**Problem to solve:** Reproduce the rows below word for word, from the line with "Expected: one point per instance of the town" to the line with "[[151, 319]]", including both of those lines, and omit the pictures.

**Exercise data:**
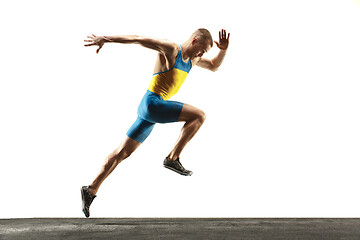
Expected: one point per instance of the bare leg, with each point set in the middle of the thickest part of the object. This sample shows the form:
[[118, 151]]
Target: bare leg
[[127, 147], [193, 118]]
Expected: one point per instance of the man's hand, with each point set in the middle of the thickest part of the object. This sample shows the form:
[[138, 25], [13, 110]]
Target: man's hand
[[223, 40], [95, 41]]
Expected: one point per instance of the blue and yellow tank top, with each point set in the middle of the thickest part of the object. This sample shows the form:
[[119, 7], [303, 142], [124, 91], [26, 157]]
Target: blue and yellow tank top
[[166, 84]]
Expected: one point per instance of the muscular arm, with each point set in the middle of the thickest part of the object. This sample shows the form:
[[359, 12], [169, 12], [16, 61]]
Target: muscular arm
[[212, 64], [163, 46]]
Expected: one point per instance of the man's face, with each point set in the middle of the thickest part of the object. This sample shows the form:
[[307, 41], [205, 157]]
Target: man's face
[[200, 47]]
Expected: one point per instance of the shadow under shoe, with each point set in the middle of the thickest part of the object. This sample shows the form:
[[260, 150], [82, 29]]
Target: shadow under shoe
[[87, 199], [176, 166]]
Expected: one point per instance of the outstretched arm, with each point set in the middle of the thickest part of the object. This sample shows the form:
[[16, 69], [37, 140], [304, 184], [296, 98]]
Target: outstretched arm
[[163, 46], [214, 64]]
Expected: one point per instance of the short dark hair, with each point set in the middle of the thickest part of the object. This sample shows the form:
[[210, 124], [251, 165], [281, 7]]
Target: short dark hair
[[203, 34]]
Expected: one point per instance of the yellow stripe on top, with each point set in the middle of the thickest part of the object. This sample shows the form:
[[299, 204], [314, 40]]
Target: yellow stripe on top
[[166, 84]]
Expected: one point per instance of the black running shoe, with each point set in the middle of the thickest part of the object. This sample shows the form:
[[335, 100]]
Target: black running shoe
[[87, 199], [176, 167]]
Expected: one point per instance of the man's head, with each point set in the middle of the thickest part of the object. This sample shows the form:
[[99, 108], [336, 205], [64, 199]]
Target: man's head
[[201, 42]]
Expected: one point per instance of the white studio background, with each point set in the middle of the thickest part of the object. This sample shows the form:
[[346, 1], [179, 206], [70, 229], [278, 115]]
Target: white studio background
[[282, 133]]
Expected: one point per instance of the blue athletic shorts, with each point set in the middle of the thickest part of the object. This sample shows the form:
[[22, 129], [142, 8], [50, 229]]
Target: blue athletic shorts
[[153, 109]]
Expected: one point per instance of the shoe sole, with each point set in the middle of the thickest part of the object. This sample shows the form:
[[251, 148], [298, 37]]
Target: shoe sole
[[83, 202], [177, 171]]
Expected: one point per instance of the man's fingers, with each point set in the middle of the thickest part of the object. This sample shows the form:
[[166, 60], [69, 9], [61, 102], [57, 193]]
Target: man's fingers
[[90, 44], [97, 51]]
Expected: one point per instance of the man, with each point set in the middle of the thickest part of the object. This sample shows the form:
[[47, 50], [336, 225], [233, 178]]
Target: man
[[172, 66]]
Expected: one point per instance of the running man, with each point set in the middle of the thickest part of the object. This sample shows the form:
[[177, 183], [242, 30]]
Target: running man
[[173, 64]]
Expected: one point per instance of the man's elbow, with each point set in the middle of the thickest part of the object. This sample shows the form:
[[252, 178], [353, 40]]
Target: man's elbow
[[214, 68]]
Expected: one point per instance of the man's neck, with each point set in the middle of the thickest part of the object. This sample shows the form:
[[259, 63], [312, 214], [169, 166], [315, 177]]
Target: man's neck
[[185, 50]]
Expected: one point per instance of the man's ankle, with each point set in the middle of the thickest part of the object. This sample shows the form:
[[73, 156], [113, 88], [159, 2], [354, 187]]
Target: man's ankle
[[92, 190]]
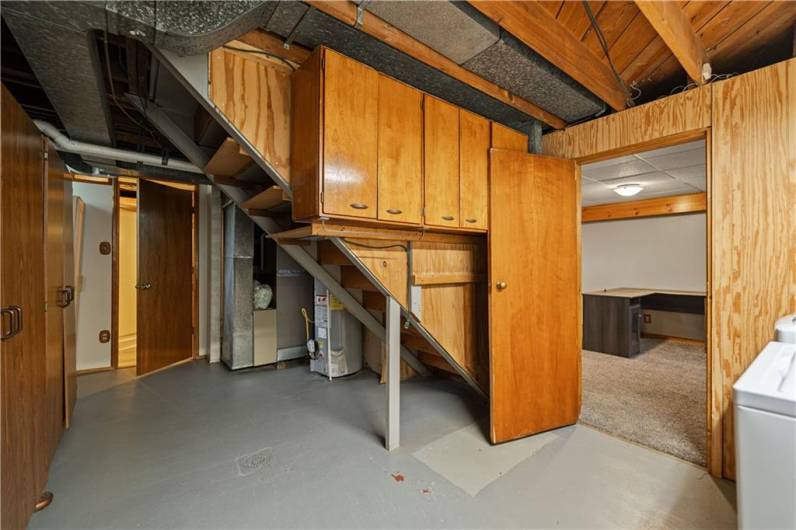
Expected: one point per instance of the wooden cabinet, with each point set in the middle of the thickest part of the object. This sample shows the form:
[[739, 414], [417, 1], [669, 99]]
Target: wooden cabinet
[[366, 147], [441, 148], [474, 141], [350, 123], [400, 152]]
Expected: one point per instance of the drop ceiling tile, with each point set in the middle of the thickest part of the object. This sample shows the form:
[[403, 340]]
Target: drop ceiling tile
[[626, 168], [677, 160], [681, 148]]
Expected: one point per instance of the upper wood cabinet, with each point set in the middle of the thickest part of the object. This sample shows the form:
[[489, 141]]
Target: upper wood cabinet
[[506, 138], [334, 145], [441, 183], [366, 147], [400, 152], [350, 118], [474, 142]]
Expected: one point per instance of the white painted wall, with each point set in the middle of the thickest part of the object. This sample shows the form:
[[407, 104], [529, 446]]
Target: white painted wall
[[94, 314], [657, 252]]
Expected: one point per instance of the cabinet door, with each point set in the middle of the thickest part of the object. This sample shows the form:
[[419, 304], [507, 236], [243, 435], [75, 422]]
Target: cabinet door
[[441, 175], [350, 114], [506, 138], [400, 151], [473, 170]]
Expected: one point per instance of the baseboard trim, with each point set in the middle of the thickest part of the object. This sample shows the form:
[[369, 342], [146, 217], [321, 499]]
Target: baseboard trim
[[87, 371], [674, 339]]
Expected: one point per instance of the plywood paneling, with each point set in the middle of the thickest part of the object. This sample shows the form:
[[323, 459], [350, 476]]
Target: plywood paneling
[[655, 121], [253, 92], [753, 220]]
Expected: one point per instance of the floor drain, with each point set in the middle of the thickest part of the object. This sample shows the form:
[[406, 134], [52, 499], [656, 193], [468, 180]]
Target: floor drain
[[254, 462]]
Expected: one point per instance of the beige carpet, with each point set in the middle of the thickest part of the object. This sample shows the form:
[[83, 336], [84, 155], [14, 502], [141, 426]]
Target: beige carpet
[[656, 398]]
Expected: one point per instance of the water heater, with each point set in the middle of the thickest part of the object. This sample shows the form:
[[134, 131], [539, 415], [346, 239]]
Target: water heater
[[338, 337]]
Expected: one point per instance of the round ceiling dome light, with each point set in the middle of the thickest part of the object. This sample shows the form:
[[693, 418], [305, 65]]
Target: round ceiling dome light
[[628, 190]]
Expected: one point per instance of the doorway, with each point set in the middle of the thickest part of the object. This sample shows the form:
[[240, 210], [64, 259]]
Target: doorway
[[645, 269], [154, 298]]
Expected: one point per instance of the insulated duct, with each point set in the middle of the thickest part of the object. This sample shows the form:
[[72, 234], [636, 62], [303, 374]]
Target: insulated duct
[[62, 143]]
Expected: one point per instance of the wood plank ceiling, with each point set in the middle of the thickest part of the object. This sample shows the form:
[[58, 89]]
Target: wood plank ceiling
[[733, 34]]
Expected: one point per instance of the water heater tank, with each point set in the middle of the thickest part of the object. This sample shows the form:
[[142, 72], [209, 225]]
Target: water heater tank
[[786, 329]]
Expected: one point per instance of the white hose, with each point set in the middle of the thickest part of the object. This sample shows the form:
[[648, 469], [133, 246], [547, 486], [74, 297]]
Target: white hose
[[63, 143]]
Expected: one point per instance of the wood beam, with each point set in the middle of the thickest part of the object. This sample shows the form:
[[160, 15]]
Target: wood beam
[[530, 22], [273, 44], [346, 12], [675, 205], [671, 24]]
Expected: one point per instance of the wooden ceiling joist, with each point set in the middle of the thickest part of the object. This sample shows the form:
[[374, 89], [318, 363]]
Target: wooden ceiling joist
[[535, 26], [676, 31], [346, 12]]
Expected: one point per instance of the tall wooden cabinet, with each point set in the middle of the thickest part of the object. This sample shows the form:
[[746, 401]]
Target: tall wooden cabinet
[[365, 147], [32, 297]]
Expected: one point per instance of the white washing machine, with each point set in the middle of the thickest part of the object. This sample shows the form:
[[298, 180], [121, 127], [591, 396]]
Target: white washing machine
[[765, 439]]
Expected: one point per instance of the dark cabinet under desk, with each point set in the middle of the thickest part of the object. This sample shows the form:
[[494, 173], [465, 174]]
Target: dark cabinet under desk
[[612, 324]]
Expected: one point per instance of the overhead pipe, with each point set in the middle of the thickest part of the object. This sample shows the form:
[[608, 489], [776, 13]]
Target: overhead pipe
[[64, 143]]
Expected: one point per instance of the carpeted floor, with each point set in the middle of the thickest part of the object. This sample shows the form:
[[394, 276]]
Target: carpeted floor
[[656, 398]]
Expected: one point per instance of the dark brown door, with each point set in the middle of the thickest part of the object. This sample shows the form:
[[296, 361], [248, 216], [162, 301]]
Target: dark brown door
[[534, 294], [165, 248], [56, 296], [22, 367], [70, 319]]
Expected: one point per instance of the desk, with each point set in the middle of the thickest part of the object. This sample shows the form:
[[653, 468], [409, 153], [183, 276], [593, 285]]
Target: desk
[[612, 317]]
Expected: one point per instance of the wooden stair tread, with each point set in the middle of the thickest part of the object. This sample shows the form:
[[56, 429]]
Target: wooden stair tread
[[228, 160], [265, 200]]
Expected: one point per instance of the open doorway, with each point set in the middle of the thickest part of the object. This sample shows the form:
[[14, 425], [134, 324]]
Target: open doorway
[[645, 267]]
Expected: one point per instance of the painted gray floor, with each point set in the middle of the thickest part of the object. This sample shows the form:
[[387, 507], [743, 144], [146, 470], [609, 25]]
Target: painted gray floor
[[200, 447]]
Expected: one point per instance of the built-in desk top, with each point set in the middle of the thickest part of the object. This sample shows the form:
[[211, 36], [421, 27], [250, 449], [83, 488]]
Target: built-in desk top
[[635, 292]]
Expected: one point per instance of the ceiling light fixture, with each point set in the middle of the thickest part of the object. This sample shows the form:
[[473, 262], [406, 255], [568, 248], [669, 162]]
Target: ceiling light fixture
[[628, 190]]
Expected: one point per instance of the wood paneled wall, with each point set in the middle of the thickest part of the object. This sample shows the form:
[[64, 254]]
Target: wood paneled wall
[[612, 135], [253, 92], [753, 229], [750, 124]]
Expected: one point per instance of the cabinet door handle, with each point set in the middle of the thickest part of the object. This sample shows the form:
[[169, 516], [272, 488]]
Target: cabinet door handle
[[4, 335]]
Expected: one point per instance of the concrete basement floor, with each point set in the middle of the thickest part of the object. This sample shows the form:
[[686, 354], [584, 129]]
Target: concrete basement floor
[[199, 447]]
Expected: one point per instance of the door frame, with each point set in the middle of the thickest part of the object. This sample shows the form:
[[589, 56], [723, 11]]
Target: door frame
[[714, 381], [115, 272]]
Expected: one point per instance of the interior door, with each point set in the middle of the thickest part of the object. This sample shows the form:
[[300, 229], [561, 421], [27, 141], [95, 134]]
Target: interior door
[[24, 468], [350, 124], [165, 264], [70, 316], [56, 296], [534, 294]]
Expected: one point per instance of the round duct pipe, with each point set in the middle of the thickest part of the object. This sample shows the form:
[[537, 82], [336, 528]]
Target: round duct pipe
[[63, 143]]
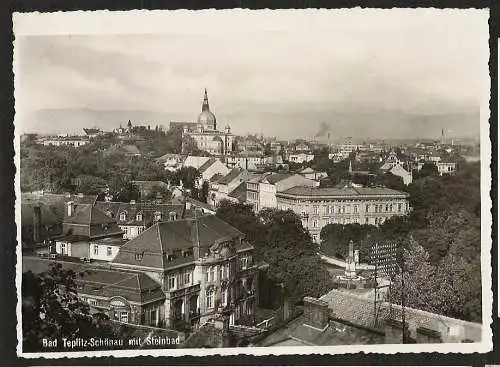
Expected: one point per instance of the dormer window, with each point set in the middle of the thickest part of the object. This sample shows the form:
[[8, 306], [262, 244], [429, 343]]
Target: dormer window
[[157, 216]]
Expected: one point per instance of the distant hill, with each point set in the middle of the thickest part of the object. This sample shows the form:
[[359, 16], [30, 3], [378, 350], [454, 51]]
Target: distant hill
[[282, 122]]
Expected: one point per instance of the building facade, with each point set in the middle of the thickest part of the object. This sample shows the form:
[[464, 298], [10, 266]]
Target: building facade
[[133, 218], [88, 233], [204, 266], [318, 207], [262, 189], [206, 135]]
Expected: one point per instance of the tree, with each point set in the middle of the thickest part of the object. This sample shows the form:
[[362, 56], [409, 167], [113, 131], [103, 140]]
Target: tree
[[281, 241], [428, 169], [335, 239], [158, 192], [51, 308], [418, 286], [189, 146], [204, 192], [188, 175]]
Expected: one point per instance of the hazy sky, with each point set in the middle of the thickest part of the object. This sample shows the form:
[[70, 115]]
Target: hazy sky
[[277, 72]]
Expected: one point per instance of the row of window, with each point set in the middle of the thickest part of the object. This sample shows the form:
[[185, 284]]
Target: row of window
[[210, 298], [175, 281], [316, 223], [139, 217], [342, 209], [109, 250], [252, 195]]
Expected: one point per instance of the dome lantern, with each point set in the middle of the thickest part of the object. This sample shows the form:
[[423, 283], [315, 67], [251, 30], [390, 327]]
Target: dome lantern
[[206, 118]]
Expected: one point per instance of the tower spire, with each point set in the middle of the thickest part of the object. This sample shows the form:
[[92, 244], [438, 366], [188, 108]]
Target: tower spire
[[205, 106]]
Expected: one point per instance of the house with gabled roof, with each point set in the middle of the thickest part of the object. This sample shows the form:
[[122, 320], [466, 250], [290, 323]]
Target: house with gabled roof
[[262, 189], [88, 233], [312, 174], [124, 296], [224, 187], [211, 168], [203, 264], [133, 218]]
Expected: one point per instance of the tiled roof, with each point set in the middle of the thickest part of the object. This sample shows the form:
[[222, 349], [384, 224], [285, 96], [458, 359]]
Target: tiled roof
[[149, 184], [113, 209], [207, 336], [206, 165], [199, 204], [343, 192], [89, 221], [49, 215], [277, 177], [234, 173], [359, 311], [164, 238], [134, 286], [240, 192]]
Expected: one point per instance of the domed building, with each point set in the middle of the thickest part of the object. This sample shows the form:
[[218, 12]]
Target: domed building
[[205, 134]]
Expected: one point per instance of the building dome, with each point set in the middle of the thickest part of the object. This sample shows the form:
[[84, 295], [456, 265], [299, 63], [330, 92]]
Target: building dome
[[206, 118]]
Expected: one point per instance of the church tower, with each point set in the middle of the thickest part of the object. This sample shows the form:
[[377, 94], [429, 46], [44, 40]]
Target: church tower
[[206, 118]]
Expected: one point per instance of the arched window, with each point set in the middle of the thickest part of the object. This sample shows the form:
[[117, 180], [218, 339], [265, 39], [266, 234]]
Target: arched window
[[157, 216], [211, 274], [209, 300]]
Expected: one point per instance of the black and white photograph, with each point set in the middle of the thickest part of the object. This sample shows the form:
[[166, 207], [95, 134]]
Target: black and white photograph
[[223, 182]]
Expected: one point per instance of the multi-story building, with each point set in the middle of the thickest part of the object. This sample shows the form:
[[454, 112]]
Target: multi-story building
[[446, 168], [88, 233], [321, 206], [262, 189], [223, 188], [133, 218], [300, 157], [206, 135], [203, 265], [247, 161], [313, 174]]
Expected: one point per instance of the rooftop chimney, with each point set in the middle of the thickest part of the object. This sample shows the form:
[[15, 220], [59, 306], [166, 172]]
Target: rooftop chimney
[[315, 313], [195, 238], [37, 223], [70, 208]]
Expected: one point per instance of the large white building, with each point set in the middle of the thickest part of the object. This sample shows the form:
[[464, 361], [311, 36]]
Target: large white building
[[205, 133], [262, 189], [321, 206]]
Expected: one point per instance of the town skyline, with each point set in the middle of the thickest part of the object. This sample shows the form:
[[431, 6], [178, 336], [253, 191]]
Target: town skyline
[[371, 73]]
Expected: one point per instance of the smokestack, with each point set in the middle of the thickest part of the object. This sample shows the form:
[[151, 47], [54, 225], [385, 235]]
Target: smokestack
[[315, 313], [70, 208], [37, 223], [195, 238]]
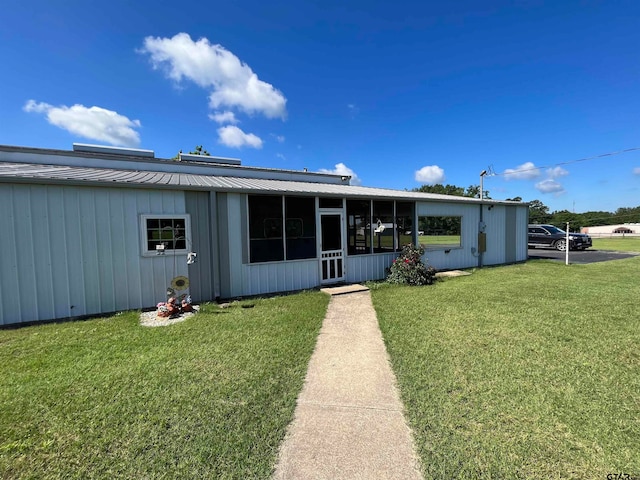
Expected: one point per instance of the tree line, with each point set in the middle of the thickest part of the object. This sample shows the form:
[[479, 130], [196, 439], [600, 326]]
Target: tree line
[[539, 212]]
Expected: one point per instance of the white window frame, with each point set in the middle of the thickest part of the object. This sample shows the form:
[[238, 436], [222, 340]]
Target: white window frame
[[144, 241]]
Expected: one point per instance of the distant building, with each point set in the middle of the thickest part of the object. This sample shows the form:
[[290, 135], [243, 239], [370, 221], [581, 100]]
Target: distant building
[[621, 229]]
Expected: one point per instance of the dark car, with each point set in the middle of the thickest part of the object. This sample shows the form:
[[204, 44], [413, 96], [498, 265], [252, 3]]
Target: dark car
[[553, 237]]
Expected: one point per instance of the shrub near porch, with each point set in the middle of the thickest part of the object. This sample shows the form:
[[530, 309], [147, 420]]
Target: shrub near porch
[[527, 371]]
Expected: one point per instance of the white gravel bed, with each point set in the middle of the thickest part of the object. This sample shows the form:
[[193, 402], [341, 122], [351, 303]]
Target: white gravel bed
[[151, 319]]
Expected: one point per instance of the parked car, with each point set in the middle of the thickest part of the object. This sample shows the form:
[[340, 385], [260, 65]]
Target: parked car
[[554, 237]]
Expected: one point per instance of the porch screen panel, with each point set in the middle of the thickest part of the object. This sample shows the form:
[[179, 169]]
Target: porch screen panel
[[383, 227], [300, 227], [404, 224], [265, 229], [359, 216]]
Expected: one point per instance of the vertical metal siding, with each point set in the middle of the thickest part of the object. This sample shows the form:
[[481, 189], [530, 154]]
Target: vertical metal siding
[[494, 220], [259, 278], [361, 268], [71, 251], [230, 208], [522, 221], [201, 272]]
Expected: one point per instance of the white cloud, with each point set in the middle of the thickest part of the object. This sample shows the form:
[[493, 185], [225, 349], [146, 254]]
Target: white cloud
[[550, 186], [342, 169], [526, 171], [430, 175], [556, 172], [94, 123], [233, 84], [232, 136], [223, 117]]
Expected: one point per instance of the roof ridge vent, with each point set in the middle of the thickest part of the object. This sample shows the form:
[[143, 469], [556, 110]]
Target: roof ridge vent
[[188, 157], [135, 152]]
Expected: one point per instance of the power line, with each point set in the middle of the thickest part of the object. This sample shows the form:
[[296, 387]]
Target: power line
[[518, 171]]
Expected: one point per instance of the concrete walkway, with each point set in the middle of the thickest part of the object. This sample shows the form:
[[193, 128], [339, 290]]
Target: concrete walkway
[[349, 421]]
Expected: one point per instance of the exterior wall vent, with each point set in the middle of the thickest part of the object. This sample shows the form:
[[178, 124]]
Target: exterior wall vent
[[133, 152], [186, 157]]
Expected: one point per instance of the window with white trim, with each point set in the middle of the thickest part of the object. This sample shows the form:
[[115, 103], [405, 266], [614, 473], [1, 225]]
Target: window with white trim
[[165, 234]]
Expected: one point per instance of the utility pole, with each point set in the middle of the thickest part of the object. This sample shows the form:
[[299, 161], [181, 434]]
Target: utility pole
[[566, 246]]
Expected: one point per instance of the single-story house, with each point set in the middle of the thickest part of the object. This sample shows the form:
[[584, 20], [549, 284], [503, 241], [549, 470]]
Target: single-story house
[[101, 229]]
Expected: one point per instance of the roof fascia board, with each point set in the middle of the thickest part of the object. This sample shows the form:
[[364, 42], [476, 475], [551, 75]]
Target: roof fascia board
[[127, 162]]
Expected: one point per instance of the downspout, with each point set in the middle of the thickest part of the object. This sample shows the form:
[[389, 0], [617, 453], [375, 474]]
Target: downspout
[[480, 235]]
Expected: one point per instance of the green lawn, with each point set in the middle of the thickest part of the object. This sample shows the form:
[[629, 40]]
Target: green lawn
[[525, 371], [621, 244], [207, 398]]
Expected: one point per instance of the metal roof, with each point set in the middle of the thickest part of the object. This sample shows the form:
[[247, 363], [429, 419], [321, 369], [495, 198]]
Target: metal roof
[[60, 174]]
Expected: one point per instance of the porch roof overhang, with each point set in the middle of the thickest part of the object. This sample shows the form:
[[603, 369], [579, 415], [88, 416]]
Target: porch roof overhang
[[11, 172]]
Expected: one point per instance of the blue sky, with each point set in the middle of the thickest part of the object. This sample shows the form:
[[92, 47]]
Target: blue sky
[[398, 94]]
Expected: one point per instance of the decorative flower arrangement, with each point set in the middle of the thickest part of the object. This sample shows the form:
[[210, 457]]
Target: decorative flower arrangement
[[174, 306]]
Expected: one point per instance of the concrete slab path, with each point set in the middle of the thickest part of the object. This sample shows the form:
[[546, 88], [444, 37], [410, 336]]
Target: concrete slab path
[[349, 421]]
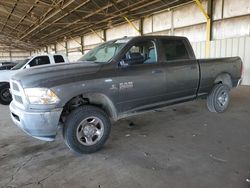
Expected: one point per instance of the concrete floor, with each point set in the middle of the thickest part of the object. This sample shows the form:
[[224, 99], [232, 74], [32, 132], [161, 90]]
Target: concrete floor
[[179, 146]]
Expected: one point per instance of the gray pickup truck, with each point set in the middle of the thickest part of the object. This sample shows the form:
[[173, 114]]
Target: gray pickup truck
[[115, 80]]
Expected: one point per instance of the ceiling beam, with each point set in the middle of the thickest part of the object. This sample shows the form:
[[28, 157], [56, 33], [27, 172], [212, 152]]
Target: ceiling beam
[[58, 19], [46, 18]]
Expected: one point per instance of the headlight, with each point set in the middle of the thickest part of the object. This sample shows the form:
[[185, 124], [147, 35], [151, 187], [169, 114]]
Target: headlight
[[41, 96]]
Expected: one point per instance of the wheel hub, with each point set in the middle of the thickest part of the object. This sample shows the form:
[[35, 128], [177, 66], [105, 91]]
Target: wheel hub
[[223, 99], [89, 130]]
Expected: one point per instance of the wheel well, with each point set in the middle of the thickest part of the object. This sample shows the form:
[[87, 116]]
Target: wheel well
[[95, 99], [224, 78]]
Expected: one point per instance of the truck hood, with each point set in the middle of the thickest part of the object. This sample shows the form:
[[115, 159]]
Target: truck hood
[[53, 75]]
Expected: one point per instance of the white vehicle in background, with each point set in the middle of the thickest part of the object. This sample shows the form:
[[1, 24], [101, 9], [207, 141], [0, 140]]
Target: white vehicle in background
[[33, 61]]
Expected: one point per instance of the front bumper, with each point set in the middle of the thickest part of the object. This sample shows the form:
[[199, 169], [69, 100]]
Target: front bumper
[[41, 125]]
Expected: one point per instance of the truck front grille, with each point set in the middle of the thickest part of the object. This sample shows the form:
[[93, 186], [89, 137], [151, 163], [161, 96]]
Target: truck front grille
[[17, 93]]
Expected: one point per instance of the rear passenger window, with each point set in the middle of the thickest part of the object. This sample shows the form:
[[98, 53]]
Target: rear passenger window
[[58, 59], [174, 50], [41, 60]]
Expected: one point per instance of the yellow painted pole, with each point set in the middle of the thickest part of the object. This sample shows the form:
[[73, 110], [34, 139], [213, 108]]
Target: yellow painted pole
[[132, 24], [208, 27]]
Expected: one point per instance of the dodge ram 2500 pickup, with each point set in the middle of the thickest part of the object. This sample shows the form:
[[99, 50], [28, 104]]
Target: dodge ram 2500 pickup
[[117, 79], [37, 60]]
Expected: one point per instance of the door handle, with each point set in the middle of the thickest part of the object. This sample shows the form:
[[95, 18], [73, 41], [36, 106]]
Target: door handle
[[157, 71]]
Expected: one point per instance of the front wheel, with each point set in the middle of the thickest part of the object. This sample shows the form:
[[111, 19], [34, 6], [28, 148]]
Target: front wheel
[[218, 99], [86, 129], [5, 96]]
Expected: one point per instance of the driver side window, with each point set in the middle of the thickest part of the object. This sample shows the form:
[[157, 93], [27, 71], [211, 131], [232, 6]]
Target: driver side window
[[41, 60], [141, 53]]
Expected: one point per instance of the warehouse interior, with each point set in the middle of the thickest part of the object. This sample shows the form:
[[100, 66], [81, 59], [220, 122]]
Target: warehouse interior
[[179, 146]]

**Task answer:**
Expected: one point per instance of the town skyline, with each point set in the middle of the thickest part of the object. This sample shows the form:
[[431, 6], [178, 336], [253, 191]]
Target: town skyline
[[371, 73]]
Expected: one point per instance of the smokestack, with each point set in the middle of the thickest part of the object. This sample shows the form:
[[151, 47], [54, 225], [385, 235]]
Target: smokestack
[[315, 313], [70, 208], [37, 223], [195, 238]]
Expected: one point per instance of the tree line, with each point set in the middle of the thickest part of the object. This sample shows the form:
[[479, 130], [196, 439], [600, 326]]
Target: tree line
[[539, 212]]
Expected: one point per instance of the white window frame, with each point set in the middle of the thickest part of the object. This sample shows the form:
[[238, 436], [222, 340]]
Target: white window frame
[[144, 241]]
Expected: one point per instance of the distant building, with each point set in the middle of the thickest part of the object. This sample shows the form:
[[290, 135], [243, 239], [370, 221], [581, 100]]
Target: distant building
[[621, 229]]
Expected: one point per instance of the dark car, with each point set in the middle of the thickest part of the object. This sample shows the form:
[[204, 44], [413, 96], [498, 265], [252, 3]]
Target: dark car
[[553, 237]]
Expected: one point per instance of the shrub near porch, with each point set in the middle of the thickest part of the object. This sample shows the form:
[[530, 309], [147, 420]]
Target: shrub near porch
[[527, 371]]
Expected: one point per instance of the white gravel bed, with each point set in the middle of the thickest part of the object. This sample shows the form:
[[193, 402], [341, 122], [351, 303]]
Target: white gravel bed
[[151, 319]]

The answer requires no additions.